Finally, I turned 18. I moved out, dropped out of school and lived on the street. I was back on drugs, drinking and sleeping with anyone that would give me a place to sleep for the night or a hot shower. I was working 2 full time jobs to support my drug habits.
My first husband found me then. He brought me into his home, cleaned me up, got me pregnant for the eighth time (which was my first live birth pregnancy) and turned me into his personal slave. Only if I was really good would I even get a touch of his hand to my cheek. We slept in separate rooms, didn't talk. I worked and supported our home (clean and sober) for 6 years. After year six, I started drinking again, and sleeping around on him.
During marriage counceling, I found out about his sexual problems and why our sex life was only of a violent nature and far and inbetween. After he aired his problems, he left me for his secretary whom he'd already been seeing.
I tried to commit suicide again.
My six year old daughter called my brother to come save me. He, and his two best friends moved in to take care of me. They made me go to counceling, get through the custody battle and sat with me 24/7 for suicide watch.
One became my best friend, the other a boyfriend for another year. I was still drinking. I left that part out of counceling. I remained an alcoholic, losing my job, my house, my boyfriend..it was just my daughter and I and we moved in with my alcoholic grandfather and grandmother whom had been trying to successfully kill herself since my mom was little.
Then my best friend from high school, whom was my supplier (and ended up in a psychiatric ward after ODing on Acid) found me and we started dating. He didn't drink or do ANY drugs anymore. He had found peace in Hinduism. He helped me get my life on track and my grandfather taught me how to be a functioning alcoholic. But, my boyfriend wasn't a sexual deviant and I didn't know how to go without that, so I left him.
I changed jobs again and started back to my sports, working out everyday at the gym and playing with my daughter. I only drank at night after she had gone to bed now and would pass out. I quit eating. Every day or so I would eat a cup of soup and drank energy drinks all day long.

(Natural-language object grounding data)
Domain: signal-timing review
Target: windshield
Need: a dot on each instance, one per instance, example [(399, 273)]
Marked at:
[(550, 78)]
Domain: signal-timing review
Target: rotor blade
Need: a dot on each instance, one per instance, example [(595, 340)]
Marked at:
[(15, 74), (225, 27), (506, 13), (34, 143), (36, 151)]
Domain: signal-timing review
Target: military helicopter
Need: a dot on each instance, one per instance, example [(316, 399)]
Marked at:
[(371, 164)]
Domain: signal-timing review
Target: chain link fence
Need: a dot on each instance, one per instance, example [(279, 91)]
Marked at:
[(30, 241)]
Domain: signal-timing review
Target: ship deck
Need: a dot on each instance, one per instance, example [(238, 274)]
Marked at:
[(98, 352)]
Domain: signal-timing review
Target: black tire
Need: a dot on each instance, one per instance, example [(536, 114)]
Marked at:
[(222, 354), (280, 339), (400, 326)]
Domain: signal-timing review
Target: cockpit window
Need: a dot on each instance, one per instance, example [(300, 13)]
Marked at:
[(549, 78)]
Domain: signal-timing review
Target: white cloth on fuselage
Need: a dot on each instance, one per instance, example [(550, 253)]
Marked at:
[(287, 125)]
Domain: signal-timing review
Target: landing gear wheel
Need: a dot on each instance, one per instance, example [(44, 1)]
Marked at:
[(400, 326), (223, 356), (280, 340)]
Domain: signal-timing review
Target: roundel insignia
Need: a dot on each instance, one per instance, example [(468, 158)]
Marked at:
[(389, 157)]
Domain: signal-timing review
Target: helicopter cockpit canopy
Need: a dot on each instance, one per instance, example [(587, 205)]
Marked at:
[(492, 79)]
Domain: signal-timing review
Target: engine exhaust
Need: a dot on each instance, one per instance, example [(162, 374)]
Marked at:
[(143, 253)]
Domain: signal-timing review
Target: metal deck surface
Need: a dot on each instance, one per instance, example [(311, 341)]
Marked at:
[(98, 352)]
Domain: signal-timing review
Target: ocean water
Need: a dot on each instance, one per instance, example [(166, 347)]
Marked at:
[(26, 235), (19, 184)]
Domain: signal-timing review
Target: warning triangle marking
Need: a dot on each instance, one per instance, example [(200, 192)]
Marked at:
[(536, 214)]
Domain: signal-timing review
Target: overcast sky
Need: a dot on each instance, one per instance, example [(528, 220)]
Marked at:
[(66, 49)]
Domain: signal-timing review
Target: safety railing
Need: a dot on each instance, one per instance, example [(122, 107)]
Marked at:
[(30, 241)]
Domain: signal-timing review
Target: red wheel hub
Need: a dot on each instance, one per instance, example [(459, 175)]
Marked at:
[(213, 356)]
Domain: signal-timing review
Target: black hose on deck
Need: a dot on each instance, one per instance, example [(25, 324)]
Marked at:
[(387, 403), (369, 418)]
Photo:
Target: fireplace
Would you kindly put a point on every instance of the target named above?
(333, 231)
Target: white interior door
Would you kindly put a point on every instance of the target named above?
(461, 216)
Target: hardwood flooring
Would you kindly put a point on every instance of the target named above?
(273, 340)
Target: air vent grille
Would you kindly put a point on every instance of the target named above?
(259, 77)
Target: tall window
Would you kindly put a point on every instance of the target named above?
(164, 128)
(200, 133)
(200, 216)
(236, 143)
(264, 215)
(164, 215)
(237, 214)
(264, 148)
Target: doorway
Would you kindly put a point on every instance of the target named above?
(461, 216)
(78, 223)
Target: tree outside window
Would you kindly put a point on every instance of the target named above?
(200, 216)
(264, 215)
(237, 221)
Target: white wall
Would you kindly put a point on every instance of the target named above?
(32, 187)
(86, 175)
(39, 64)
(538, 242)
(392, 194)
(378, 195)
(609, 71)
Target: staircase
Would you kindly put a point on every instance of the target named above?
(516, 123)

■ **WORK ORDER**
Pick up the account of addiction right after its last sentence and keep writing it. These records have no connection to the account of addiction.

■ **OUTPUT FOR THIS EXERCISE**
Finally, my grandmother kicked me out. My daughter was at her Dads for the summer and I bought a trailer from the dealer where I hung out (though I wasn't doing any drugs). Then I met my second husband.
We were drinking buddies at first. His dad had died while he was in high school of cancer and he had abused every drug under the sun...waaay more than me. At 23, he had a heart attack (which was 3 years earlier then) caused from a blood clot. It seriously weakened his heart. He had just gotten out of a bad relationship, had only slept with 1 person before me his whole life, had a great job, a nice place and he loved me just being me!
I already had a girlfriend at the time, but he and I got very serious. Then I got pregnant. Didn't learn did I? I told him he didn't have to hang around or anything, but he wanted to! It scared the hell out of me b/c I was afraid he would end up being like my last husband. No where near it.
Him and my girlfriend fought all the time over me. I just let them go ahead and duke it out and took care of the kids. Both of them knowing that my first live pregnancy almost killed me, they were both worried about me making it through this one. I was on bedrest again, quit drinking and smoking..and made it through.
6 months after my son was born, I was picking him up out of his crib and fell. He landed on top of me, just fine and I was trapped on the floor with him until my neighbor found me. That's when I started taking perscribed pain medication.